Dataset items
+ + + +
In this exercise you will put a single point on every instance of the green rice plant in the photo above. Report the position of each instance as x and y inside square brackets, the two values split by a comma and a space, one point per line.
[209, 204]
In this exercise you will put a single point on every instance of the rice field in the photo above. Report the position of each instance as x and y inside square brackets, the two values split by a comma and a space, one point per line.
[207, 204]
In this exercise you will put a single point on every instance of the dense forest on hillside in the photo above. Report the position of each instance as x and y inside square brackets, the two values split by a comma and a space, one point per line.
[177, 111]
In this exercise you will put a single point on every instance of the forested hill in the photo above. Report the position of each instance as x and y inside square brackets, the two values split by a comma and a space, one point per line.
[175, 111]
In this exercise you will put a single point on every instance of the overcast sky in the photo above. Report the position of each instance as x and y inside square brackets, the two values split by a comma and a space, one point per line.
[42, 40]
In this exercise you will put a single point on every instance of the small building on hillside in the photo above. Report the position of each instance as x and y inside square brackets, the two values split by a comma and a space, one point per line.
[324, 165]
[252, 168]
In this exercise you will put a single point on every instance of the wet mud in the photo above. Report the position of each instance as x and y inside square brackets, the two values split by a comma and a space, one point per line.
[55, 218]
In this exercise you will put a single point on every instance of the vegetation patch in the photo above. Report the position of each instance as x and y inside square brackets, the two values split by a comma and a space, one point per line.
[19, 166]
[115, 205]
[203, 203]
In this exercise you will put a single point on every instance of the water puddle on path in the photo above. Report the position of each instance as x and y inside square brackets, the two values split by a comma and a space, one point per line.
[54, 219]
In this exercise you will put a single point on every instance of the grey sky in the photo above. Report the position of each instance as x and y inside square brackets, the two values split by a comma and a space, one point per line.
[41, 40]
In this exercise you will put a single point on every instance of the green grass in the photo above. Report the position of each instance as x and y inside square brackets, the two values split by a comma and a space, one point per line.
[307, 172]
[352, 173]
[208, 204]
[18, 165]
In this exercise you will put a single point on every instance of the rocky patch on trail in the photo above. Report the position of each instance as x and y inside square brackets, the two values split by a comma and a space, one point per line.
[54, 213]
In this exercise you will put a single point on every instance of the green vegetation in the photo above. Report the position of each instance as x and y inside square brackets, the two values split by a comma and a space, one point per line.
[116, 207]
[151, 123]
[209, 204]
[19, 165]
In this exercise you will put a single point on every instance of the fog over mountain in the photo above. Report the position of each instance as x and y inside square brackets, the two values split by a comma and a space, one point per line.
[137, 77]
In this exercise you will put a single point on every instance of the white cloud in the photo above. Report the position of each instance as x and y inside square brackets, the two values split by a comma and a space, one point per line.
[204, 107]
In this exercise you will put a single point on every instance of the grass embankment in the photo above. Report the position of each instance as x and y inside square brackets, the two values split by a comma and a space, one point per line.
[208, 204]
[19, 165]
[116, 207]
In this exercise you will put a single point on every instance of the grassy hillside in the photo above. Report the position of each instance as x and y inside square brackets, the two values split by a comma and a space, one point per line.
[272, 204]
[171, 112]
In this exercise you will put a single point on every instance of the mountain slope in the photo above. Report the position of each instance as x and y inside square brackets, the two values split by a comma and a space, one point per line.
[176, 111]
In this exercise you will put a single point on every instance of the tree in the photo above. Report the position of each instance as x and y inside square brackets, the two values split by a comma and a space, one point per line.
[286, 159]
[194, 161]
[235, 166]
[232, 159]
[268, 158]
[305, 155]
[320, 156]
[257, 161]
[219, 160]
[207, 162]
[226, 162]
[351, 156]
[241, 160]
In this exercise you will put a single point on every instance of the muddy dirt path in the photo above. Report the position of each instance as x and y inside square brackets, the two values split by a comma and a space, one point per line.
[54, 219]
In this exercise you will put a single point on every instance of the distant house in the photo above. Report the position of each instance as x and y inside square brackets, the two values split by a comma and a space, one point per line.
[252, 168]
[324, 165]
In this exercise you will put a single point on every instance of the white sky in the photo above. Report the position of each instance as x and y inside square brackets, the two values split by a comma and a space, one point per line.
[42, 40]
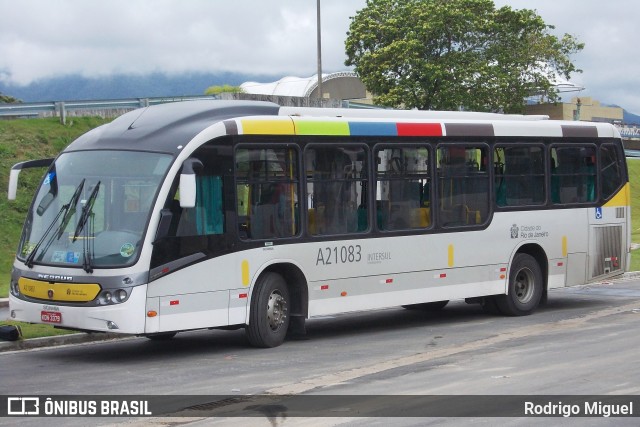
+ + + +
→ Task directions: Restate the data above word for word. Skip every picture.

→ Reply to the exercise:
In this exercise you will put a single point on every instance of the green rice plant in the photo above. Report the position of each instance as x and y inside square brackets, the two values split by a comma and a space, one point per line.
[209, 204]
In this exercise you will put a single point on every instance of the rice field in the photo above. Report the position of each instance as x and y inside square brackets, the two values split by a comma and a space, one point per line.
[207, 204]
In this exercise you will put a single point on every instance of the dense forest on hillside in the photo above. Report the position of each instance as x and y inside square brackets, the two values split by a comma and a space, one point per line.
[177, 111]
In this exercise you will put a single point on every instance of the forested hill in the photo above. Report the position of each instance as x and y inside square brackets, the two values split by a comma and a space, one point per line.
[175, 111]
In this exercise you will put a single point on every instance of the overcast sky in the photo above. Report the position of each instance as x and y inside square brackets, the two values split by a comma and a space, one point per line.
[42, 40]
In this exercise you will put a single point on every instance of the small building on hillside in the photo above. Report the position of each instance as x and y inside square brackets, the two values split by a comma and a space, one point per line.
[324, 165]
[252, 168]
In this exercise you will put a single point on every instance of the wet mud in the photo above. Report the position of each instance as x and y inside square brackets, the two values split by a comma and a space, one point per line.
[55, 218]
In this exercise you will put a single point on every instance of the vegetation patch in the photo above. Report the position of each instance as x and y inside square brackets, the two values split by a comma and a space, one point per line.
[19, 166]
[115, 205]
[203, 203]
In this exercise you will put a single point on every instance of the water puddle on path in the photo above. Report the position of each instance as x and y inside square brackets, the two values split by a comma and a space, one point per line.
[54, 219]
In this exercise you will put a single point on every instance of the grey sky in the photo above. Report the position of each instance as x and y inside square brackets, the two values split by a comma and a space, one point per line.
[41, 40]
In this exercise you will put a single point on every instance of the green grass in the photo above. Report the position of each instance as x and y inside square brackets, the two values split by a comma and a space, one point per line.
[307, 172]
[352, 173]
[208, 204]
[18, 165]
In this exercise you will put a single point on every instance of the rocky patch on trail in the photo above. Report the position of each instance as x and y inside square brackets, the two values split by a comma and a space, one point per line.
[54, 213]
In this exercise you will put a single point on every instance of the green vegetation in the photo above. Report the position of each instance as x and y inside square brackets, the two values split by a comma and a space, one point per line.
[116, 207]
[151, 123]
[209, 204]
[19, 165]
In this exercise you will put a single point on every instance of the fog over mountain in the photo above. Report the position of each instance as x and y inside square brackets, the two values split by a comma and a space, one point per line.
[137, 77]
In this exercise you will put a single point on every instance of the white cloud in the photo above. Report the position of each instance as x and y inside square brackets, the two values split by a comma and a space, one point per line.
[204, 107]
In this exercise you will put a single point on every instance of the grass embankment in the photo above. Report the position of each instance as x and y inside square brackets, the two values split by a comma and a space, one point per line.
[208, 204]
[19, 165]
[116, 207]
In this exercise you will put a single point on every instance of the grassy hillside in the photo above. Report the position of each instance as x and y inside square brackets, the two values split by a comma and a space, one point per line.
[272, 204]
[171, 112]
In this exercise you will put a single point on every instance of the mountain slope in the photo above. Report the position of each instance as x and y inside square brackets, the two values split by a comma and a space, one point per line.
[176, 111]
In this exercise you will put a single point on every instance of the tree in the photo above. Report the position of each instance as x and y inside square brackets, the two values split by a comma and a space, one point per line.
[286, 159]
[194, 161]
[235, 166]
[232, 159]
[268, 158]
[305, 155]
[320, 156]
[257, 161]
[219, 160]
[207, 162]
[226, 162]
[351, 156]
[241, 160]
In this exercise you will put a single point on every instance of the muddy dirt path in the photo above. Report the position of each instance as x and y inside square brackets, the two values split by a comma and a space, one point per line.
[54, 219]
In this exercise you will put a single point on every instance of the distant house in the photo above. Report the position of each instance as x and y inside square brackets, the two values split by a comma and a space, one point per line.
[252, 168]
[324, 165]
In this exercise you will put a single point on every instance of the white sky in the photo above. Report the position of each instance as x and y inside square brackets, the two values split by a comma and a space, one point per line.
[42, 40]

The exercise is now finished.